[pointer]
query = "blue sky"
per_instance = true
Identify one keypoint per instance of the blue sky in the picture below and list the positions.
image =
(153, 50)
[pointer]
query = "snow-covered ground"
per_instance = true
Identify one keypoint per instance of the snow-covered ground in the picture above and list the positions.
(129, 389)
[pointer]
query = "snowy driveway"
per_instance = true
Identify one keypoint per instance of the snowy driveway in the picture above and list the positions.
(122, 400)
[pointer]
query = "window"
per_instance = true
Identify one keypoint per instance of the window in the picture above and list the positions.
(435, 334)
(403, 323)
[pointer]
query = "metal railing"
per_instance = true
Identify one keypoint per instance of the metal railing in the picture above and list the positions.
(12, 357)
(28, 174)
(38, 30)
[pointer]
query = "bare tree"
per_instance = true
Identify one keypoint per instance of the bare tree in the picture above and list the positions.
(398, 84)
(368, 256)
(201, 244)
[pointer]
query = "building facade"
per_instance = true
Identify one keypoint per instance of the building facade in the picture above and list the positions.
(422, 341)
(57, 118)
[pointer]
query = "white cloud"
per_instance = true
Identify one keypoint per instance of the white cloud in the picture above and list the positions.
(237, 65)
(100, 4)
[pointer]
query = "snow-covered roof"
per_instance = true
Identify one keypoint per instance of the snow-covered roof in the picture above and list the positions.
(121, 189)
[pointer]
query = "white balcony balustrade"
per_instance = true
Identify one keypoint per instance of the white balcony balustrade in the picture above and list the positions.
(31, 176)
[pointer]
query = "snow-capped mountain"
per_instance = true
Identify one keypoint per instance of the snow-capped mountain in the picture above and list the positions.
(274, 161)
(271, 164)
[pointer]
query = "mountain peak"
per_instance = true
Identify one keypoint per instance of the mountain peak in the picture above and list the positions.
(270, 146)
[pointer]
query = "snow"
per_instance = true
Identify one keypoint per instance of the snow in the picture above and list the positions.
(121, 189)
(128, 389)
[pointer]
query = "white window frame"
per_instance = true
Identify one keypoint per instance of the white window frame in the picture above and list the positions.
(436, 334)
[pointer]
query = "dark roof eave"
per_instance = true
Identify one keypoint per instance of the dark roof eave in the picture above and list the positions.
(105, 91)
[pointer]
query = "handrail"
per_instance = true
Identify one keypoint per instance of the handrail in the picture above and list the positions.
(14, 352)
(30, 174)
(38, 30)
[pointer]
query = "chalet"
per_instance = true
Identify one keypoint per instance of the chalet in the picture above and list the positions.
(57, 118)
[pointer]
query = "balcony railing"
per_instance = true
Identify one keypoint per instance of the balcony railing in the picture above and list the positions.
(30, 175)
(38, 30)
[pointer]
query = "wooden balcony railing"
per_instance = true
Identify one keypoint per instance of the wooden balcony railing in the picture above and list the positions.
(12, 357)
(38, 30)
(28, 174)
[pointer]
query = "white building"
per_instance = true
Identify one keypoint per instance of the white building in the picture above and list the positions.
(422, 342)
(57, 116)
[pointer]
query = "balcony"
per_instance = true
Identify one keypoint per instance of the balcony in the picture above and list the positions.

-*-*-

__Directions for this task__.
Give the listing again, word for word.

__Solution for this task__.
[pointer]
query = "blue sky"
per_instance = true
Identify one keypoint per instance of the blue sky in the picture below and list the positions.
image =
(153, 50)
[pointer]
query = "snow-covered ground"
per_instance = true
Identify one keypoint per instance of the snow-covered ground in the picture above and list the positions.
(129, 389)
[pointer]
query = "snowy driveway"
per_instance = true
Identify one keypoint per instance of the snowy driveway in the picture above and list the positions.
(122, 400)
[pointer]
query = "window"
per_instance = true
Identify one keypoint per instance of the window in the picture above and list the positions.
(435, 334)
(403, 323)
[pointer]
query = "metal railing"
per_instance = true
Identify one keypoint per instance of the metal railing in the picture above and list the positions.
(12, 357)
(28, 174)
(38, 30)
[pointer]
query = "bare tree"
per_instance = true
Identify one keypoint per instance of the bare tree in the picture above and list the positions.
(398, 84)
(368, 256)
(201, 244)
[pointer]
query = "building facade"
per_instance = true
Identify one keypoint per instance of the building facade in the picture above and list the positions.
(422, 341)
(57, 118)
[pointer]
query = "white cloud"
per_instance = true
Identify one keypoint per instance of the white cloud in the picture above and list the positions.
(237, 65)
(100, 4)
[pointer]
query = "snow-covered roof"
per_instance = true
Identify one keypoint per instance of the snow-covered roof in the picture above and list the positions.
(121, 189)
[pointer]
query = "white balcony balustrade"
per_instance = true
Identify one keypoint per instance of the white balcony balustrade in the picture above and list the positions.
(31, 176)
[pointer]
query = "snow-capped mountain"
per_instance = true
Identify one keypoint per instance of the snow-capped mountain in the picture above and list the positions.
(274, 161)
(271, 164)
[pointer]
query = "mountain peak"
per_instance = true
Identify one keypoint per instance of the mountain peak in the picture above and list the positions.
(270, 146)
[pointer]
query = "snow"
per_instance = true
Identify one keypoint per instance of the snow in the picture above and list the positions.
(121, 189)
(128, 389)
[pointer]
query = "white window frame"
per_instance = true
Identify one keypoint per instance of the white window frame in the picture above and list the positions.
(436, 334)
[pointer]
query = "dark roof eave"
per_instance = true
Identify one keypoint per instance of the dark roof eave in the picture above and list the positions.
(105, 91)
[pointer]
query = "handrail"
per_instance = true
Identify one keypoint per instance of the handrail in the picture above and list the positions.
(14, 352)
(30, 174)
(38, 30)
[pointer]
query = "chalet"
per_instance = true
Identify one keypoint per instance of the chalet in the picture above and list the positions.
(57, 118)
[pointer]
query = "balcony railing"
per_instance = true
Identify one keypoint per instance of the balcony railing in the picture above and list the positions.
(30, 175)
(38, 30)
[pointer]
query = "wooden balcony railing"
per_instance = true
Identify one keypoint per instance of the wooden balcony railing in the picture above and list the positions.
(12, 357)
(38, 30)
(28, 174)
[pointer]
query = "white building"
per_instance = true
Identify one keypoint per instance of the white building in the picture above and list the positions.
(422, 342)
(57, 116)
[pointer]
query = "balcony"
per_instance = true
Identify one keypoint per instance of the balcony in the picture above and list the positions.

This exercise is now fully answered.